### Task to complete
Locate the line that contains "Task: Where can the sunflower stem" in the data that follows. Copy it and every subsequent line to the end, exactly, excluding pictures.

□ □ □ □ □ □ □

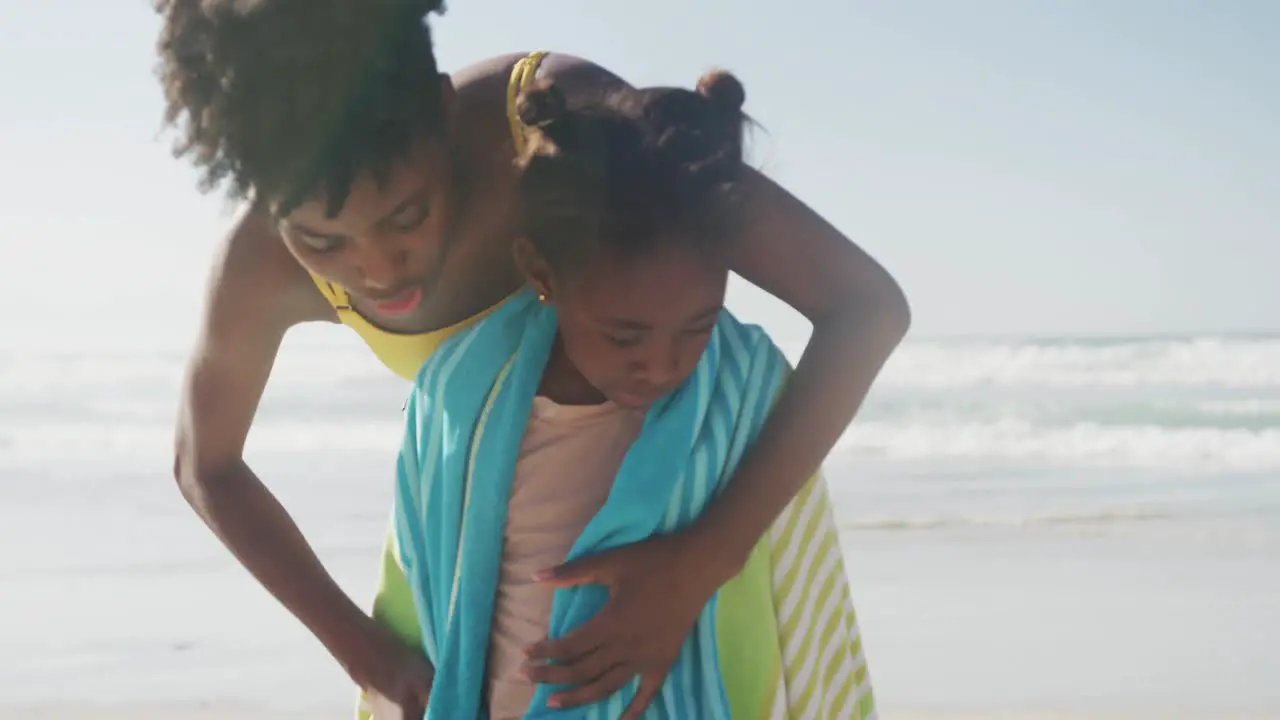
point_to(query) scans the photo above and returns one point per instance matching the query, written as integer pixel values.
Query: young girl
(608, 404)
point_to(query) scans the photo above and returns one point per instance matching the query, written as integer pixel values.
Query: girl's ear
(536, 272)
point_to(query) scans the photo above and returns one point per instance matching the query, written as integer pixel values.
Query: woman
(384, 197)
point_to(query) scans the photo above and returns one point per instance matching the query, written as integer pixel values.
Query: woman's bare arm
(256, 292)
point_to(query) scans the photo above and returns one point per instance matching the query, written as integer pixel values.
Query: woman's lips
(402, 304)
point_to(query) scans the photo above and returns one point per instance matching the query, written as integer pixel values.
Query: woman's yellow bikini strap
(521, 77)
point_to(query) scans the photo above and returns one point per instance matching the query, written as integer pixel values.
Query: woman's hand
(657, 589)
(382, 664)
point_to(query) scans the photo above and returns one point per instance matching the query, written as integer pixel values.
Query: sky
(1023, 167)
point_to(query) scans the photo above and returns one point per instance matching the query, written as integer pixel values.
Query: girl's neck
(563, 384)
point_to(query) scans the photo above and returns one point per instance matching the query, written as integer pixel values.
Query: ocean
(1032, 527)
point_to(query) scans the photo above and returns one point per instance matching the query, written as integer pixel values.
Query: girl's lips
(402, 304)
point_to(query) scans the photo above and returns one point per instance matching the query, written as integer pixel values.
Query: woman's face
(388, 242)
(636, 326)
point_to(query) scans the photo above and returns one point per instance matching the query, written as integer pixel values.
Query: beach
(1034, 528)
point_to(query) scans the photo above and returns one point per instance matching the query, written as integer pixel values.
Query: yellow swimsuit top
(405, 354)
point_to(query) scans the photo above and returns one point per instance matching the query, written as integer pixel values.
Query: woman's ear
(536, 272)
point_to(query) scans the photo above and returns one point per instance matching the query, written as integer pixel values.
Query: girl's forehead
(656, 288)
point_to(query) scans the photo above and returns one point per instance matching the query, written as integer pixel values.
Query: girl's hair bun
(722, 89)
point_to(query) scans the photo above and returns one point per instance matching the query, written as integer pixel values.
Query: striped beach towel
(780, 641)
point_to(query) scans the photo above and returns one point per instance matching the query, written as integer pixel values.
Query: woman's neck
(563, 384)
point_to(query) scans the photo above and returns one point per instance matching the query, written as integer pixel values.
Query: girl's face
(635, 326)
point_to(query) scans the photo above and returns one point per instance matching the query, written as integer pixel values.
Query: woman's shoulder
(254, 269)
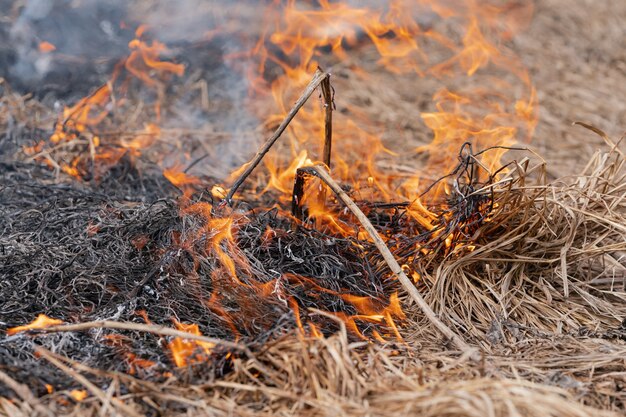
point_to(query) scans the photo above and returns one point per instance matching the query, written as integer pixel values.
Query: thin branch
(406, 283)
(25, 394)
(313, 84)
(140, 327)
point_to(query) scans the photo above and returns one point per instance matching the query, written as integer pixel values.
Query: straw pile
(541, 300)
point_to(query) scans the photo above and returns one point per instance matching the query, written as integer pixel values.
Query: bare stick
(327, 94)
(148, 328)
(97, 392)
(321, 173)
(25, 394)
(313, 84)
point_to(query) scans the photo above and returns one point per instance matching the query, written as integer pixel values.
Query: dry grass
(541, 297)
(542, 300)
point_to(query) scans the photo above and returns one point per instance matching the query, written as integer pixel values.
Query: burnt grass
(81, 252)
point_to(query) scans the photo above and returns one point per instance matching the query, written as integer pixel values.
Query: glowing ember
(41, 322)
(45, 47)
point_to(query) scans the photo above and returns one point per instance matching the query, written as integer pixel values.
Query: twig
(125, 408)
(149, 328)
(313, 84)
(321, 173)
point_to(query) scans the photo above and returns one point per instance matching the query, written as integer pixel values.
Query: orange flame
(41, 322)
(186, 352)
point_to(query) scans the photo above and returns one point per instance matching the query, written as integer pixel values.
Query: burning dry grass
(539, 295)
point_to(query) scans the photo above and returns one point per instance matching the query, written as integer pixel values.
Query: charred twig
(150, 328)
(321, 173)
(313, 84)
(298, 194)
(329, 104)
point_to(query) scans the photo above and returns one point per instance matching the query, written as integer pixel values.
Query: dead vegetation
(534, 283)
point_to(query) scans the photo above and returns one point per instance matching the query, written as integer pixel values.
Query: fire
(78, 124)
(41, 322)
(187, 352)
(296, 40)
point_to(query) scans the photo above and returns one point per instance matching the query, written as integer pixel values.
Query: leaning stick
(313, 84)
(322, 174)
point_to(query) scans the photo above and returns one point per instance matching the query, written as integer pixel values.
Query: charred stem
(317, 79)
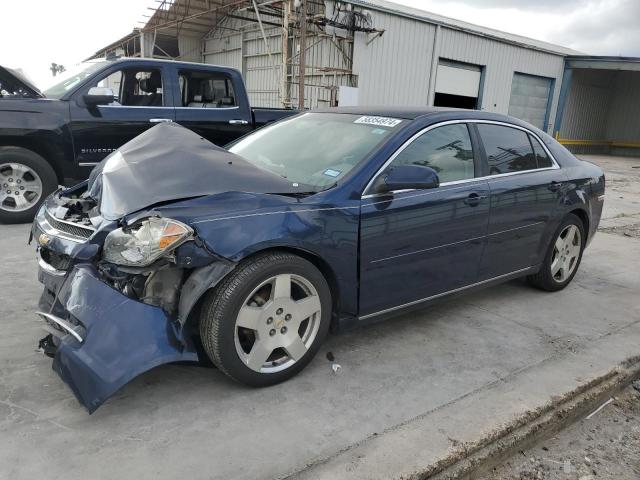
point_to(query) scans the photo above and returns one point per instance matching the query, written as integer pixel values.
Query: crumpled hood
(169, 162)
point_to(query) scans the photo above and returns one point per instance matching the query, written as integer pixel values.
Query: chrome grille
(58, 261)
(70, 228)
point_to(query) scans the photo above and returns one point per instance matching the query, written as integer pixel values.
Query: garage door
(530, 96)
(457, 84)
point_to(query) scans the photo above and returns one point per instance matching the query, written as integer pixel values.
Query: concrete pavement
(411, 391)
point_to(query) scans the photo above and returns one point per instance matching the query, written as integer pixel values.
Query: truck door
(140, 103)
(212, 104)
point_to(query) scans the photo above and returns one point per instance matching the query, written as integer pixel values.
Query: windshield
(72, 78)
(315, 149)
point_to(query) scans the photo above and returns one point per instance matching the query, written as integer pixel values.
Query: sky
(35, 33)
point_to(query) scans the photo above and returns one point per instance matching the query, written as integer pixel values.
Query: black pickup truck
(57, 136)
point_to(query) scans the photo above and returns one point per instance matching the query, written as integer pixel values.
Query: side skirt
(352, 322)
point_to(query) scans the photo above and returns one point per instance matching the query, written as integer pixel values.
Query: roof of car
(411, 113)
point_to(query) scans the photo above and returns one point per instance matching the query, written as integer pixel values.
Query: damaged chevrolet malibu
(177, 250)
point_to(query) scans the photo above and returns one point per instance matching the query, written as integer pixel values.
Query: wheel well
(582, 215)
(320, 264)
(193, 318)
(40, 148)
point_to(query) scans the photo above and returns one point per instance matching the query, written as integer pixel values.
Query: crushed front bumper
(104, 338)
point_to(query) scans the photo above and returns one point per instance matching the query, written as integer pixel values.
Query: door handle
(474, 199)
(554, 186)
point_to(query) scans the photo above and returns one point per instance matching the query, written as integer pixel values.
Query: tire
(249, 315)
(24, 177)
(550, 278)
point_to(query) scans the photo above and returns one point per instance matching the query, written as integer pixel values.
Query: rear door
(140, 103)
(212, 103)
(525, 191)
(421, 243)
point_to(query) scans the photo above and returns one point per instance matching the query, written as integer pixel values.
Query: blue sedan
(178, 250)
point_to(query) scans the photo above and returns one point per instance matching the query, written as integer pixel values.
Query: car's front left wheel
(267, 319)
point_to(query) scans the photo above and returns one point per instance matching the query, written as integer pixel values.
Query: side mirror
(99, 96)
(405, 177)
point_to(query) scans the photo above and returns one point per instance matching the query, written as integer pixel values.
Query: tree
(56, 69)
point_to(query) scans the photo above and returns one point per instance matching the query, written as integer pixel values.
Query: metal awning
(603, 62)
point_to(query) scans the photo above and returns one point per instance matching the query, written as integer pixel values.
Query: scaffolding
(292, 53)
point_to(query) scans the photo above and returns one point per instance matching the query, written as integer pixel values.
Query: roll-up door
(457, 84)
(530, 97)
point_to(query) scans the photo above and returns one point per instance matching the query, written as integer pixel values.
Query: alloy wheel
(566, 252)
(20, 187)
(277, 323)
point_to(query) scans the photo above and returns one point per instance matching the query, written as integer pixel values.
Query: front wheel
(563, 256)
(267, 319)
(26, 179)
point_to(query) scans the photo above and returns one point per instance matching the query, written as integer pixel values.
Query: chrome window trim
(205, 108)
(438, 295)
(555, 165)
(134, 106)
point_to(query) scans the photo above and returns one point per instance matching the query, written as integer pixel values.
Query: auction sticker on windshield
(378, 121)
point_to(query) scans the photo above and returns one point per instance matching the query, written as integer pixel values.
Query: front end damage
(107, 324)
(123, 271)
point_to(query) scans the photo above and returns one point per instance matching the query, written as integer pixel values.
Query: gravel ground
(606, 446)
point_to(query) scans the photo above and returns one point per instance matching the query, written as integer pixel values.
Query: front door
(524, 198)
(418, 244)
(140, 103)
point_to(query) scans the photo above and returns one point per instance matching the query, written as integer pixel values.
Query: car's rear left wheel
(267, 319)
(563, 256)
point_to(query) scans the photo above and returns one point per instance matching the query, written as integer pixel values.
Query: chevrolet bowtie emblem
(44, 239)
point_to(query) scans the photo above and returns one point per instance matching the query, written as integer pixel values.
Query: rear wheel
(266, 321)
(563, 256)
(26, 179)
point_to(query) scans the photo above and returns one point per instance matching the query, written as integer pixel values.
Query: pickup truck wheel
(267, 319)
(26, 179)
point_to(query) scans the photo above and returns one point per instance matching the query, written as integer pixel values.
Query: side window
(206, 90)
(508, 149)
(446, 149)
(134, 87)
(543, 160)
(114, 82)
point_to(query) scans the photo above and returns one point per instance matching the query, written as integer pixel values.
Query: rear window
(543, 160)
(508, 149)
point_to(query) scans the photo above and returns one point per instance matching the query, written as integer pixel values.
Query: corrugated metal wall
(585, 114)
(190, 48)
(392, 69)
(602, 107)
(395, 68)
(624, 112)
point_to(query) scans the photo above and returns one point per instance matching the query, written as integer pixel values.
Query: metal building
(381, 53)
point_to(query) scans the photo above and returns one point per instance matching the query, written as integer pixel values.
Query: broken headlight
(143, 243)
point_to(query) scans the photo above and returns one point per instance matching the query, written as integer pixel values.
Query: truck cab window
(134, 87)
(206, 90)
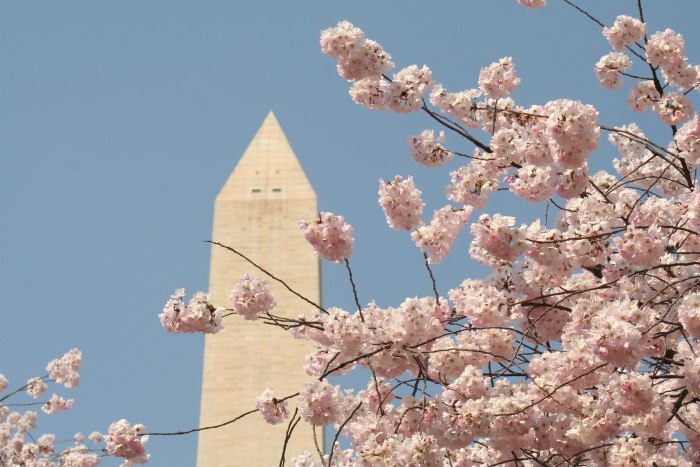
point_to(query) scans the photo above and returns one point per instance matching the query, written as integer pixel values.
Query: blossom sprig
(330, 236)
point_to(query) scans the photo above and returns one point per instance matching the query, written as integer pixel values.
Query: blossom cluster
(401, 202)
(330, 236)
(251, 297)
(197, 316)
(365, 64)
(664, 50)
(124, 440)
(272, 410)
(19, 443)
(581, 343)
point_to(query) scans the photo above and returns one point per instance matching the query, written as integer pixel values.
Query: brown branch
(268, 273)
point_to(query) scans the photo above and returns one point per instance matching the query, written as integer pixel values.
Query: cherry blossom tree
(580, 347)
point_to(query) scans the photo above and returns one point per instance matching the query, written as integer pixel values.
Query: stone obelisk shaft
(256, 212)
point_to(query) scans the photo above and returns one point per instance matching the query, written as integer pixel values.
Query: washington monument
(257, 213)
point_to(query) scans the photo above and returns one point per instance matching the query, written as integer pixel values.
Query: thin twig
(268, 273)
(354, 290)
(337, 433)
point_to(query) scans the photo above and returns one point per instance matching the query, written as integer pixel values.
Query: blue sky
(120, 122)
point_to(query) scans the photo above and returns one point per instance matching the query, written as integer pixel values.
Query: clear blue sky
(120, 122)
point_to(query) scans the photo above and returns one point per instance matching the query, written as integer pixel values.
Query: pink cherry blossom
(272, 410)
(427, 150)
(251, 297)
(124, 440)
(65, 369)
(609, 67)
(625, 31)
(198, 316)
(437, 238)
(673, 108)
(57, 403)
(330, 237)
(532, 4)
(642, 96)
(407, 88)
(36, 387)
(499, 79)
(401, 202)
(320, 403)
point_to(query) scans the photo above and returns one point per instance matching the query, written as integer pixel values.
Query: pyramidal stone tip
(268, 167)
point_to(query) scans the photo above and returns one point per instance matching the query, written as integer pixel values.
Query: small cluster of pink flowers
(65, 369)
(56, 403)
(198, 316)
(124, 440)
(427, 150)
(532, 4)
(251, 297)
(364, 62)
(574, 128)
(400, 200)
(330, 236)
(26, 449)
(625, 31)
(321, 403)
(357, 57)
(499, 79)
(498, 236)
(673, 108)
(688, 140)
(609, 67)
(437, 238)
(272, 410)
(36, 387)
(641, 247)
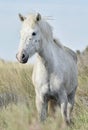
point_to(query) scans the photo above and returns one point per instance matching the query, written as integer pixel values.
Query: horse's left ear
(22, 18)
(38, 17)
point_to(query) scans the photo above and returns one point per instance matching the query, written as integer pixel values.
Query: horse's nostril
(23, 56)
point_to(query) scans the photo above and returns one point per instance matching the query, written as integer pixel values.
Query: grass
(19, 112)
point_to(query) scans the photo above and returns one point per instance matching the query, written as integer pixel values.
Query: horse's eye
(33, 34)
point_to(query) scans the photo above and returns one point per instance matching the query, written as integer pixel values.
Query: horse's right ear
(22, 18)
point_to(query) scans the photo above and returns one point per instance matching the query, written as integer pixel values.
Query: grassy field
(17, 101)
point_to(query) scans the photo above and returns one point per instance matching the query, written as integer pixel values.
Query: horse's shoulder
(71, 52)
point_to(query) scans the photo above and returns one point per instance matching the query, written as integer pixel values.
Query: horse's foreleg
(63, 105)
(70, 105)
(42, 107)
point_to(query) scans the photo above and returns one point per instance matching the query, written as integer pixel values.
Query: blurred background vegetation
(17, 98)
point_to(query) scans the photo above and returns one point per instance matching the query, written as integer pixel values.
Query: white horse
(55, 71)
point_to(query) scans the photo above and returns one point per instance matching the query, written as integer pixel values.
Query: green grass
(22, 115)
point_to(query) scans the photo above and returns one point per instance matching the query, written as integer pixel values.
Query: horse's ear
(38, 17)
(22, 18)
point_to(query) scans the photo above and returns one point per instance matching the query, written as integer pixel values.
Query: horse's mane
(46, 29)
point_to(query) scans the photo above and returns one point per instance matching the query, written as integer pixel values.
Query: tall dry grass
(17, 100)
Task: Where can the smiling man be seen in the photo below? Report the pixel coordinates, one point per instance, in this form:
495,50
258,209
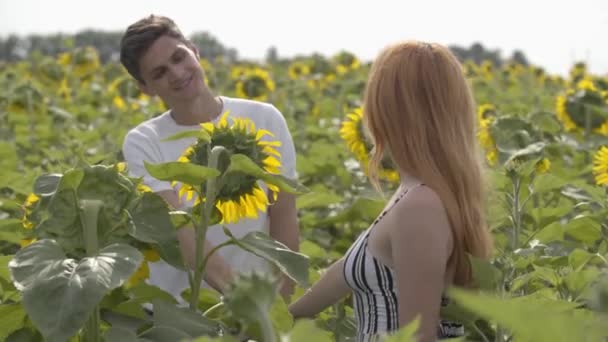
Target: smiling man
165,64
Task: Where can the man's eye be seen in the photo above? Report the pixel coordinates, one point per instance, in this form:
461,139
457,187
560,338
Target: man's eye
158,74
178,57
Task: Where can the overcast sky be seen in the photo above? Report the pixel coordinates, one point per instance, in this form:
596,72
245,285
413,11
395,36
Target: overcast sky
552,34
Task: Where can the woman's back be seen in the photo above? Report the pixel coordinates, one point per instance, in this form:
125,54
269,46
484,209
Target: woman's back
374,288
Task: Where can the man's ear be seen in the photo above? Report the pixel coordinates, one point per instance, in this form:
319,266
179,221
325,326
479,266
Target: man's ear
194,49
145,89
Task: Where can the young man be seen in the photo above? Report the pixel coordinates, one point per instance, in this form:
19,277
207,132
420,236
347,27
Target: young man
166,64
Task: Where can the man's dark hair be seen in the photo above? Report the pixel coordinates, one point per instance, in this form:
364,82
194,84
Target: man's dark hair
140,36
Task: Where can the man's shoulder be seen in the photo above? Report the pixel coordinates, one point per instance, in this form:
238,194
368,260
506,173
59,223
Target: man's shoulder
146,130
247,107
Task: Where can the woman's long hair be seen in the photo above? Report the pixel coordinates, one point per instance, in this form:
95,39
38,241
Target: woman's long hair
419,109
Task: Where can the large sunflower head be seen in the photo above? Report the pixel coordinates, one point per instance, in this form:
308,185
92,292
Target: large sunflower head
240,195
600,166
353,134
255,84
577,72
582,106
298,69
484,136
28,207
83,61
345,62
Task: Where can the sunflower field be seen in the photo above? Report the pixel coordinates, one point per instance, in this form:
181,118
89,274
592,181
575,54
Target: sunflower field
77,233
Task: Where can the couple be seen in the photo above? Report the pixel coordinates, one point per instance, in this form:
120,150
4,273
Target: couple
418,109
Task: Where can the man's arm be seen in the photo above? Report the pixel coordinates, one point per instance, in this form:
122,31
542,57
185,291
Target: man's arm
217,273
284,228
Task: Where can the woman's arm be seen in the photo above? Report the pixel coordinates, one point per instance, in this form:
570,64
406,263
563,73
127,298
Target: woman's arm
325,292
420,249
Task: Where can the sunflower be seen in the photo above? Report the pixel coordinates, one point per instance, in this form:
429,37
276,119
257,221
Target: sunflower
573,107
240,195
83,61
485,116
28,207
345,62
543,165
352,133
298,69
255,84
143,271
486,141
600,166
577,72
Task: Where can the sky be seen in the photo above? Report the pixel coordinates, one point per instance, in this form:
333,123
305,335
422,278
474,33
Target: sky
552,34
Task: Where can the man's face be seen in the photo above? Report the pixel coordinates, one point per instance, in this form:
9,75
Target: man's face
171,70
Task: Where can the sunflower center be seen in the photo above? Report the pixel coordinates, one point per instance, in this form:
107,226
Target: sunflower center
588,105
235,184
254,86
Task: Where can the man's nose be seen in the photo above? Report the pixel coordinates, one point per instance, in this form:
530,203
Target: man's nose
175,73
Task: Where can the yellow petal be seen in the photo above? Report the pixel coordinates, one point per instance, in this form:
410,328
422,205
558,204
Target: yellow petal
271,151
262,132
151,255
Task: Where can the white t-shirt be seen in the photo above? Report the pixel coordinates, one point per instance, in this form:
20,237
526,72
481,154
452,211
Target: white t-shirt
144,142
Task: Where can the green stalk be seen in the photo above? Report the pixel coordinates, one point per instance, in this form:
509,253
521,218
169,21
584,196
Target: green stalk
201,230
89,212
516,212
267,330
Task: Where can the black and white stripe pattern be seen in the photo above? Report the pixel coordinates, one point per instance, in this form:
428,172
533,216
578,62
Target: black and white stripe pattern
374,291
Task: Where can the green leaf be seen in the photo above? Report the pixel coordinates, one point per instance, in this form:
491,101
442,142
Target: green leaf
164,334
579,258
293,264
13,319
11,230
187,173
578,281
524,316
584,229
145,293
305,330
151,221
312,250
532,150
4,272
486,275
46,185
546,121
120,320
242,163
281,318
8,155
120,334
547,274
71,179
200,135
179,218
250,298
550,233
317,200
59,293
184,320
547,182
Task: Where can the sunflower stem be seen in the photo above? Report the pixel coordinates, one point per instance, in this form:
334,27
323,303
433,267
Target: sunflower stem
89,212
201,229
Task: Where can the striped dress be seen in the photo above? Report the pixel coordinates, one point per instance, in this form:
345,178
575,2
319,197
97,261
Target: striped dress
375,291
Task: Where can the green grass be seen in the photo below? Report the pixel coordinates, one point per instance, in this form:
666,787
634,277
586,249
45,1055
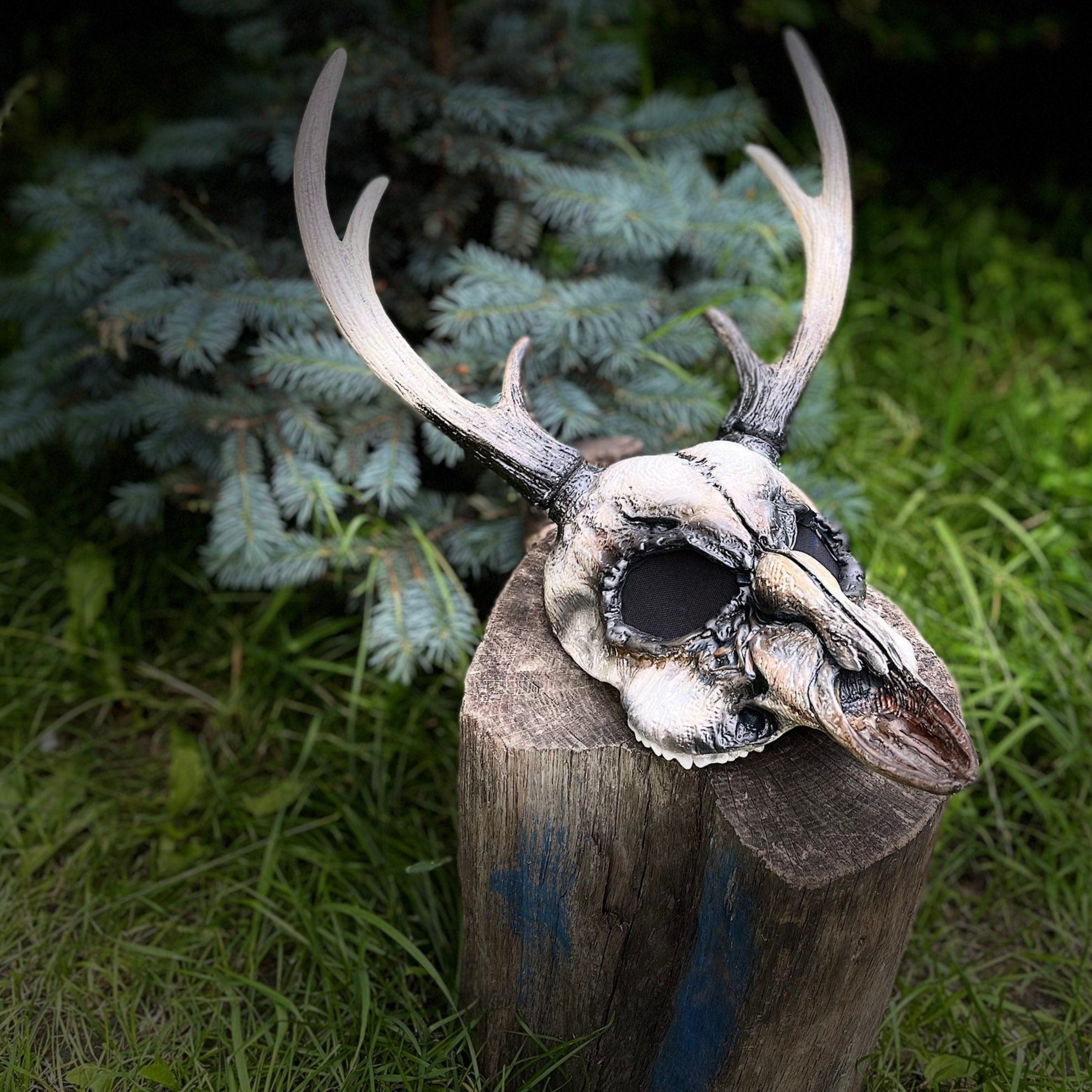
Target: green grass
227,852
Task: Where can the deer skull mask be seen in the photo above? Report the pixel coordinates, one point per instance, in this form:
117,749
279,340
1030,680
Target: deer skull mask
703,585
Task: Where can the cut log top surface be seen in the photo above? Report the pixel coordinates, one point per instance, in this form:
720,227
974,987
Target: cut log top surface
809,809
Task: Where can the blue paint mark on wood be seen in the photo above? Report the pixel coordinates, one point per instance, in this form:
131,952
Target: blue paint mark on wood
534,892
704,1023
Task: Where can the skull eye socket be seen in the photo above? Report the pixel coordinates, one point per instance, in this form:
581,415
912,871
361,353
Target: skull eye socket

□ □ □ □ □ □ □

### Completed exercise
Task: Where can the sunflower stem be seen in the photo above? Report the pixel coordinates, one point per instance, in this form:
334,27
323,303
433,267
Target: sunflower stem
89,212
201,229
Task: Where can the striped dress be seen in the photo above? Report the pixel coordinates, one point per instance, in this form:
345,178
575,2
319,197
97,261
Target: striped dress
375,291
Task: Where can the green grass be seen in the photo below? Report the pixel coordinates, one point per instance, in this form:
666,787
634,277
586,249
45,1055
Target: green grass
227,852
Task: Where can the deer skull mask be seen in the photo above? Report the pixel coordinates, one point per instance, in this form:
117,749
279,340
1030,680
Target: deer skull mask
703,585
Task: Where can the cut log top surface be seen in the photo above? Report the pixel coordinates, one point per instance, in this form:
720,227
974,987
Target: cut log top surface
809,809
Task: Where can the blue paint mark on wood be seen in the photo above? Report the pixel coordinates, one point per instance, in this form:
131,952
Target: blue paint mark on wood
534,892
704,1023
Task: Where can the skull eye socket be seen in the photo above? Report the pixel coordinates, one point per instance, in this form:
581,415
912,871
361,353
Target: skull eye socket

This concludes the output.